- **MATERIAL**

>> start

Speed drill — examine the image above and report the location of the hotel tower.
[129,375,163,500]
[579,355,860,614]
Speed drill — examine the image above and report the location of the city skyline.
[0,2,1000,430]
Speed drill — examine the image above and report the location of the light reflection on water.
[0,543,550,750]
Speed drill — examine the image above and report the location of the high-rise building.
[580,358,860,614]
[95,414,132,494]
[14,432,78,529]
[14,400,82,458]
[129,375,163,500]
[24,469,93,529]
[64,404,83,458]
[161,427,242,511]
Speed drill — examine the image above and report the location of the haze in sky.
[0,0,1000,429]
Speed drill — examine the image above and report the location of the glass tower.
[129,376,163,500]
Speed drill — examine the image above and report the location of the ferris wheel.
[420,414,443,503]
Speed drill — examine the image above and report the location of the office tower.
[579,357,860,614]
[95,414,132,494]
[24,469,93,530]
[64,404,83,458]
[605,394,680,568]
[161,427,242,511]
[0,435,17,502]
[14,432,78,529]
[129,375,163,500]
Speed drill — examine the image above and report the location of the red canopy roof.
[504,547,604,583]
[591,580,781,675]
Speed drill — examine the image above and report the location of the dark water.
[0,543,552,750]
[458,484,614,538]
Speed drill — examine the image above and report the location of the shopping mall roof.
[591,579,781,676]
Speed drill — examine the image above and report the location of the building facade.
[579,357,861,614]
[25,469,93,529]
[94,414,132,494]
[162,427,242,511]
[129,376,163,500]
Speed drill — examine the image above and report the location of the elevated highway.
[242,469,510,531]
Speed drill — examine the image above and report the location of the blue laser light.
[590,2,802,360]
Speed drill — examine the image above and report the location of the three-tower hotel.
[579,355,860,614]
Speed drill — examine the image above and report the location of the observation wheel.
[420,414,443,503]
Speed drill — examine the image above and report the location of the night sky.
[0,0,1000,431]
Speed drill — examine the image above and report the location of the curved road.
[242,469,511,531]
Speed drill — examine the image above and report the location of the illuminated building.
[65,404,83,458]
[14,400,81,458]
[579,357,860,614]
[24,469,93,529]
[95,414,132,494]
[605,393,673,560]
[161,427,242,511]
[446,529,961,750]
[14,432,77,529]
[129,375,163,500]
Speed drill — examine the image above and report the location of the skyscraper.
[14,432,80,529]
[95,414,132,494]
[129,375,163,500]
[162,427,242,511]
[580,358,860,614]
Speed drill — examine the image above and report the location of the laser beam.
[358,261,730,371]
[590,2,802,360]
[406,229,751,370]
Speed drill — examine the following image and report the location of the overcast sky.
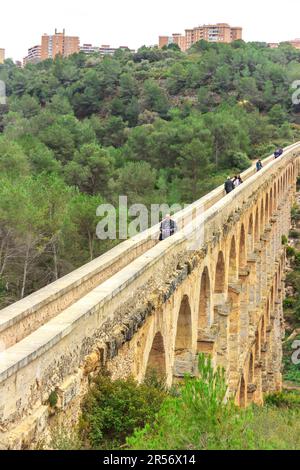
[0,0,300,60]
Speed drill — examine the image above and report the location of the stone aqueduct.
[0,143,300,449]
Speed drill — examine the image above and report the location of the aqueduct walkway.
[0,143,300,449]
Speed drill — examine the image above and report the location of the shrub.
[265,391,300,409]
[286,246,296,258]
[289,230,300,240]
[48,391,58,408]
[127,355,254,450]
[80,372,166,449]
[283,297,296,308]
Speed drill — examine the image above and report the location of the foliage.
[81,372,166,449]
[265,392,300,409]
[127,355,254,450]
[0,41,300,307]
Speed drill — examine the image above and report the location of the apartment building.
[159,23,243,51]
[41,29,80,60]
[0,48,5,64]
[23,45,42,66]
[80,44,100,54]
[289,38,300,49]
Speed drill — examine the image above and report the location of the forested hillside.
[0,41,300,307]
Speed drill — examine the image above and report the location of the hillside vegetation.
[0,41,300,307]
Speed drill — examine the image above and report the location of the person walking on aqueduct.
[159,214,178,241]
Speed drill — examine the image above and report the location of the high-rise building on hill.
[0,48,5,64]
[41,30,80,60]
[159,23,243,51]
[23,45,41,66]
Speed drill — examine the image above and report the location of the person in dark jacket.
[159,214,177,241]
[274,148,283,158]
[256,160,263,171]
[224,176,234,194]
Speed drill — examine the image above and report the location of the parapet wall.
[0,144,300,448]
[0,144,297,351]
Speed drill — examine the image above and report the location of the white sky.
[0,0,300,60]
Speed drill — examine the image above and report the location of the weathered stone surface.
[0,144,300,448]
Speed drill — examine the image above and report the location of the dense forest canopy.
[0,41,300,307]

>> end
>> start

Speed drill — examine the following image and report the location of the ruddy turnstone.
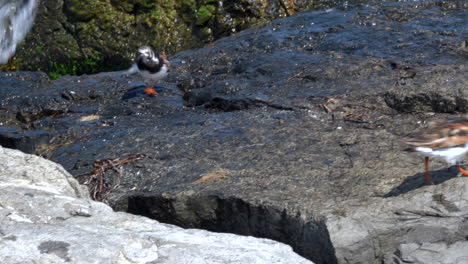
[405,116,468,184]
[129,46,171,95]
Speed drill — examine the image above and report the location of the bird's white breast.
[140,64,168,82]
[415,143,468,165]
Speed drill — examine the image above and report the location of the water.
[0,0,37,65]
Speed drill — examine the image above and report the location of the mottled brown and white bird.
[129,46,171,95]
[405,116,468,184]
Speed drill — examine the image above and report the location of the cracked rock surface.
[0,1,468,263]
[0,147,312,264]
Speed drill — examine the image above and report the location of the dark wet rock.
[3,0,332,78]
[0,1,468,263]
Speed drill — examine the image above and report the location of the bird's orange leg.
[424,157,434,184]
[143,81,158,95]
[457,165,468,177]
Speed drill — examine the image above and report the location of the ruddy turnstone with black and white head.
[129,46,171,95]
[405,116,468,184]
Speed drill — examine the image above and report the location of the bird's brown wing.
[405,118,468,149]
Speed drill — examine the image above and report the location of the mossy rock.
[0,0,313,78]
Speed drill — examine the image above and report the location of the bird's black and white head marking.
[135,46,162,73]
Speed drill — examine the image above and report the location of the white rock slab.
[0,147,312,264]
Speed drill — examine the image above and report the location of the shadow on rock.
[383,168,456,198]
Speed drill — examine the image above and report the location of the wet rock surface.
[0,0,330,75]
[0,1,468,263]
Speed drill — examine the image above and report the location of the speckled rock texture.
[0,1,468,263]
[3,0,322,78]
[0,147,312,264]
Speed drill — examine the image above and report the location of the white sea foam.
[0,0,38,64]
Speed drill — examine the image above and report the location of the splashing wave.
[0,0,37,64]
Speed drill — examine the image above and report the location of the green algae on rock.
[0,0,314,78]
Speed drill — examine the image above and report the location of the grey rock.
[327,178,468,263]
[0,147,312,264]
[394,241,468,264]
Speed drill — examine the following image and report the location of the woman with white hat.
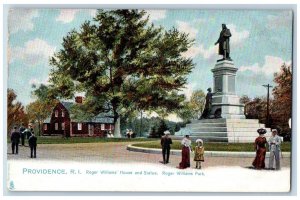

>> end

From the listing above, pick out every line containing the word "ruddy" and copy each one. Case counts.

Speed drill — examine the following image and report the location of the ruddy turnstone.
Speed drill — examine the image above and report the location of the ruddy turnstone with black and white head.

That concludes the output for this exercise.